[Segmentation mask data]

++++++++++

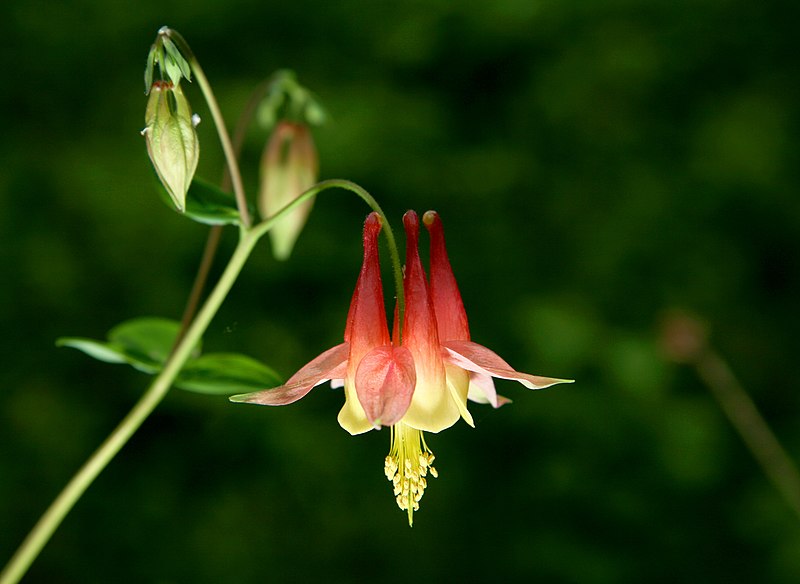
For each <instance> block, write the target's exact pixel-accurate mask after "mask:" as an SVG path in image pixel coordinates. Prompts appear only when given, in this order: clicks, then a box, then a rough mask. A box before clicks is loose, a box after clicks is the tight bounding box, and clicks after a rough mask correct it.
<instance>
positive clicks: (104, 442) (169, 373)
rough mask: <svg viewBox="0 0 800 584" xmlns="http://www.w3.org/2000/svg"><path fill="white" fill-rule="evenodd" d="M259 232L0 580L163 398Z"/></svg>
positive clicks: (52, 503)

++++++++++

Activity:
Rewrite the lines of the records above as a numbered list, skipping any blank lines. Leave the pictures out.

Response to the task:
1. For each <instance> block, write the target's exact pixel-accurate mask after "mask:" as an SVG path in image pixel coordinates. Prompts appear only when given, in this order: clicks, then a box, then a rough mask. A box before clicks is loose, a box after clicks is the tight bounding box, and clicks after a rough mask correct it.
2. <instance>
3. positive clicks: (104, 442) (169, 373)
4. rough mask: <svg viewBox="0 0 800 584" xmlns="http://www.w3.org/2000/svg"><path fill="white" fill-rule="evenodd" d="M259 232L0 580L163 398Z"/></svg>
5. positive clicks: (52, 503)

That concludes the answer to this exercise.